**INSTRUÇÃO 1**
Resuma em duas frases o texto abaixo sobre a tevê digital.
**INSTRUÇÃO 2**
Diga se cada afirmação abaixo está de acordo com o texto sobre a tevê digital, respondendo sim ou não e citando as palavras do texto que decidem:
(a) Gastaram-se mais de R$ 50 milhões com estudos nas universidades brasileiras.
(b) O padrão europeu tem 15 adesões no mundo.
(c) A coordenação do debate passou para o ministro Hélio Costa.
**INSTRUÇÃO 3**
Responda com base no texto sobre a tevê digital:
(a) De quantos MHz é o canal de que cada emissora permanece dona?
(b) Desde que ano a "academia" desenvolve sistemas próprios para a tevê digital?
(c) Em quantos consórcios estão agrupados os pesquisadores?

**TEXTO EXIBIDO**
################

Para ele, o debate sobre tevê digital é confuso, pois a discussão política deveria anteceder a técnica e envolver toda a sociedade. “O consumidor foi deixado de lado e vai pagar a conta. Gastou-se mais de R$ 50 milhões com estudos nas universidades brasileiras e até agora não se tem um comparativo de custos. Existe a defesa de um modelo sem saber o custo. No mundo o padrão de inclusão social é o europeu. A proposta é que a televisão seja um computador de baixo custo”.
Baumgarten salienta que outro tema esquecido é o operador de rede. Sem um operador, as emissoras de tevê continuam transmitindo de suas próprias antenas e cada uma permanece dona de seu canal de seis MHz, um verdadeiro latifúndio.
O representante da Coalizão DVB entende que só respondendo estas perguntas fundamentais poderemos discutir se o modelo será brasileiro, japonês ou europeu. “Hoje a discussão não é transparente. Em um ano eleitoral a pressão das emissoras é grande. Existe uma ala do governo defendendo o modelo japonês, o menos utilizado no mundo”. Baumgarten refere-se ao ministro das Comunicações, Hélio Costa, ex-funcionário da Rede Globo, que defende publicamente o modelo japonês.
Ele reconhece que a discussão não é neutra, pois cada lado defende interesses determinados. Supõe que o governo federal acabará decidindo por decreto. “Depois vamos descobrir que o modelo japonês não serve e precisaremos de muita verba para adequá-lo. Como não tem verba, ficará tudo como está. É fácil entender”.
O padrão europeu (DVB), conforme Baumgarten, já tem 50 adesões no mundo e 15 países estão estudando a possibilidade de adotá-lo. “O modelo japonês só existe no Japão, pois teve uma rejeição de 100% no resto do mundo. Não é por problemas tecnológicos. É que o governo e a indústria definiram um padrão doméstico. É uma forma do governo japonês proteger suas indústrias. Os preços ficam nas alturas, mas o povo tem renda para pagar. Esta é a razão da rejeição dos outros países. Afinal, ninguém quer pagar pela reserva de mercado dos japoneses”, explica. Outra dúvida de Baumgarten: para quem vamos exportar o modelo japonês?
Tropicalização do sistema
Ministra Dilma Rousseff está estimulando novamente as pesquisas das universidades brasileiras (Foto: Arquivo/JÁ)
O segundo palestrante foi o professor Fernando Comparsi de Castro, coordenador das pesquisas do Laboratório Multidisciplinar para Tecnologias da Informação e Telecomunicações (LMTIT) do Instituto de Pesquisas Científicas e Tecnológicas (IPCT) da PUCRS sobre TV Digital. Ele defende que a tevê digital brasileira deverá ser “tropicalizada”, utilizando tecnologia desenvolvida por centros de pesquisa nacionais para adaptar o padrão de transmissão a ser escolhido entre ISDB (japonês) e o DVB (europeu).
Depois que o ministro Hélio Costa deixou de lado as pesquisas brasileiras para aderir ao modelo japonês, o governo Lula passou a coordenação do debate a chefe da Casa Civil, Dilma Rousseff. Castro diz que ela tem estimulado os trabalhos da “academia”, que desde 1999 desenvolve sistemas próprios para a tevê digital, abrangendo l.500 pesquisadores de 80 instituições, agrupados em 22 consórcios.

################

**Linhas de um conjunto de dados**

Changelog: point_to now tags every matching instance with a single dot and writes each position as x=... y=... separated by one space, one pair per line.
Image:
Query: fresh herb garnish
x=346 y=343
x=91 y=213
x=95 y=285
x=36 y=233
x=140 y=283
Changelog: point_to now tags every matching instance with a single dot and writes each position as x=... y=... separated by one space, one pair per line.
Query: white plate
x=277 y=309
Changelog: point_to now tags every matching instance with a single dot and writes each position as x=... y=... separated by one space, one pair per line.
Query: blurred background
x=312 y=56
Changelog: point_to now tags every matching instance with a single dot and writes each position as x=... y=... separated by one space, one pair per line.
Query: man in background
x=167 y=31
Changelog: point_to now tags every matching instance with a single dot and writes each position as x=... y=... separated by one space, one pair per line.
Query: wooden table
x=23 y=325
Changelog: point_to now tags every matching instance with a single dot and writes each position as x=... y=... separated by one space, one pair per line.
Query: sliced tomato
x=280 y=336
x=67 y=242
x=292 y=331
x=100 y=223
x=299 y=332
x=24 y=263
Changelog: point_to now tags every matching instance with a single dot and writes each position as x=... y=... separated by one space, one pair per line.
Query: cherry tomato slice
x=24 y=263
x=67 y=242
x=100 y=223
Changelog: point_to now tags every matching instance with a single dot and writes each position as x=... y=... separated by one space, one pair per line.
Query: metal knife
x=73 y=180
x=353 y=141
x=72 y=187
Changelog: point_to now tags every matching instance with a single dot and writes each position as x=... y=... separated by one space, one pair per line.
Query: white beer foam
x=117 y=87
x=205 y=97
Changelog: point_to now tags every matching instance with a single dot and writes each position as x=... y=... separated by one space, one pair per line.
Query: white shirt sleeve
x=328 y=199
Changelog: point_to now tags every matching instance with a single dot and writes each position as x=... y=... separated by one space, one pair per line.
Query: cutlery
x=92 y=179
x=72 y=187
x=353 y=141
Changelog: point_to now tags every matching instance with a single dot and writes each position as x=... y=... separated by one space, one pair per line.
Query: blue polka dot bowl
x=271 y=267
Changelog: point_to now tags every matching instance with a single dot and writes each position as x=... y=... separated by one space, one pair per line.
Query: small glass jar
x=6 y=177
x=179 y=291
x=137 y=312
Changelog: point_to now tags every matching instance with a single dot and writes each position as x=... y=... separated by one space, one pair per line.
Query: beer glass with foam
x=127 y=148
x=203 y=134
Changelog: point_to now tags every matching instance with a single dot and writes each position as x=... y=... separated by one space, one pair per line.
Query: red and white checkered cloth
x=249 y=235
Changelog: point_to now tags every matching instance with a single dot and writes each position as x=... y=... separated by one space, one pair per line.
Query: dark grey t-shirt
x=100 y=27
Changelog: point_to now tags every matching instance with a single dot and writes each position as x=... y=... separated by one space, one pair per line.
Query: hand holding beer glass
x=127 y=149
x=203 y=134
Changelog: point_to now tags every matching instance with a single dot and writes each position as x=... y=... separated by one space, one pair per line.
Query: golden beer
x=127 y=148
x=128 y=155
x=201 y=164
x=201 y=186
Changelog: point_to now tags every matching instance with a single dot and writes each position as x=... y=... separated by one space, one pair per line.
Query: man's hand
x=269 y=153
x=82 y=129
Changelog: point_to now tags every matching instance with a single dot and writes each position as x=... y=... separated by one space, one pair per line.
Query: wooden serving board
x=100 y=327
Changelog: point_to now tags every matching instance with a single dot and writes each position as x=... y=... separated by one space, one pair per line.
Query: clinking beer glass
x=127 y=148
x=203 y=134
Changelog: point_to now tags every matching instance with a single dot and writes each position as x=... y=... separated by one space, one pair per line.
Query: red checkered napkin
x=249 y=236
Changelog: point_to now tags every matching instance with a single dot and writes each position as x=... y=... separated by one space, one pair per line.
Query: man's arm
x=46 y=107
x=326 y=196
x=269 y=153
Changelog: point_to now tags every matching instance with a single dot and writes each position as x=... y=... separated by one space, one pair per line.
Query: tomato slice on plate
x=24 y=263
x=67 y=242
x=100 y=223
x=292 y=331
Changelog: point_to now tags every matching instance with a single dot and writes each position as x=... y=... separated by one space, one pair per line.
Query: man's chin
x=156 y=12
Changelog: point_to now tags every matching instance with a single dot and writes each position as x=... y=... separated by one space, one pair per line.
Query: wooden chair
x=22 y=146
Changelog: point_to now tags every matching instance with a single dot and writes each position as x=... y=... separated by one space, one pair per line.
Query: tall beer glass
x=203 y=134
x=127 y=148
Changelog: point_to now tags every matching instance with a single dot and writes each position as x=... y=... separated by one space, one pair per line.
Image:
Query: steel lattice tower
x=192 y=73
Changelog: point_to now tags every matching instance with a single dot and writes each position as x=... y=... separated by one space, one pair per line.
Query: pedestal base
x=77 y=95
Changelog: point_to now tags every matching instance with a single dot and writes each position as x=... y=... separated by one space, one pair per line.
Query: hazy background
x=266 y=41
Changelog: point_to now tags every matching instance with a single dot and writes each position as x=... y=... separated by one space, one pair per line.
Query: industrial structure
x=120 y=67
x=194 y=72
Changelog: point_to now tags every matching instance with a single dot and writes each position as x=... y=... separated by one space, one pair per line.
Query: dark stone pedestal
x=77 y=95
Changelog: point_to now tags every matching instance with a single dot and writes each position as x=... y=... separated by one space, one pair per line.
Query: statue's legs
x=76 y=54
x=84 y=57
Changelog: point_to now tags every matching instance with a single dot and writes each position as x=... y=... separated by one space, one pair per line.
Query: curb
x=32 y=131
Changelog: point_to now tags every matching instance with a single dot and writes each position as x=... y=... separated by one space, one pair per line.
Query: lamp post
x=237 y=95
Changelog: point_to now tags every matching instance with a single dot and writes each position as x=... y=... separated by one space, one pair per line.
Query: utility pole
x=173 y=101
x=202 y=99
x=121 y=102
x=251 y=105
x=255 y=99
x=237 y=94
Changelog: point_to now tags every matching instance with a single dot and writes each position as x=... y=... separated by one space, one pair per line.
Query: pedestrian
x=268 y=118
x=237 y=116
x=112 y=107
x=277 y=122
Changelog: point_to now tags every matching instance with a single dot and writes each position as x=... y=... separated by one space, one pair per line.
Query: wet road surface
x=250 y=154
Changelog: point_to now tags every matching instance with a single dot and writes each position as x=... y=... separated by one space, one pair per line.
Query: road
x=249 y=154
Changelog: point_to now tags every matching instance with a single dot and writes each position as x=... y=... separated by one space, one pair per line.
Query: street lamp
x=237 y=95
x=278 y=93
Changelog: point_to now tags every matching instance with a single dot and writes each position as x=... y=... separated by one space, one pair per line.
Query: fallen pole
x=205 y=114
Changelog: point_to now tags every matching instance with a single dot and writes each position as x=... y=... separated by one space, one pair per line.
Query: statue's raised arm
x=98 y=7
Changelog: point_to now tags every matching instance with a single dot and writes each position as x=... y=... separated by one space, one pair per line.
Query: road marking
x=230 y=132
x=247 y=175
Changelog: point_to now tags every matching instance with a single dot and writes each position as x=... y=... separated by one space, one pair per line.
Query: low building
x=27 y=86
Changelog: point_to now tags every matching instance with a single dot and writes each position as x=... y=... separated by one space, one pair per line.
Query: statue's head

################

**RESULTADO 1**
Baumgarten, representante da Coalizão DVB, diz que o consumidor foi deixado de lado no debate sobre a tevê digital e aponta o padrão europeu como o de inclusão social no mundo, enquanto o japonês só existe no Japão. O professor Fernando Comparsi de Castro, da PUCRS, defende que a tevê digital brasileira seja "tropicalizada", com tecnologia desenvolvida por centros de pesquisa nacionais.

**RESULTADO 2**
(a) Sim: "Gastou-se mais de R$ 50 milhões com estudos nas universidades brasileiras"
(b) Não: "já tem 50 adesões no mundo e 15 países estão estudando a possibilidade de adotá-lo"
(c) Não: "o governo Lula passou a coordenação do debate a chefe da Casa Civil, Dilma Rousseff"

**RESULTADO 3**
(a) Seis MHz.
(b) Desde 1999.
(c) Em 22 consórcios.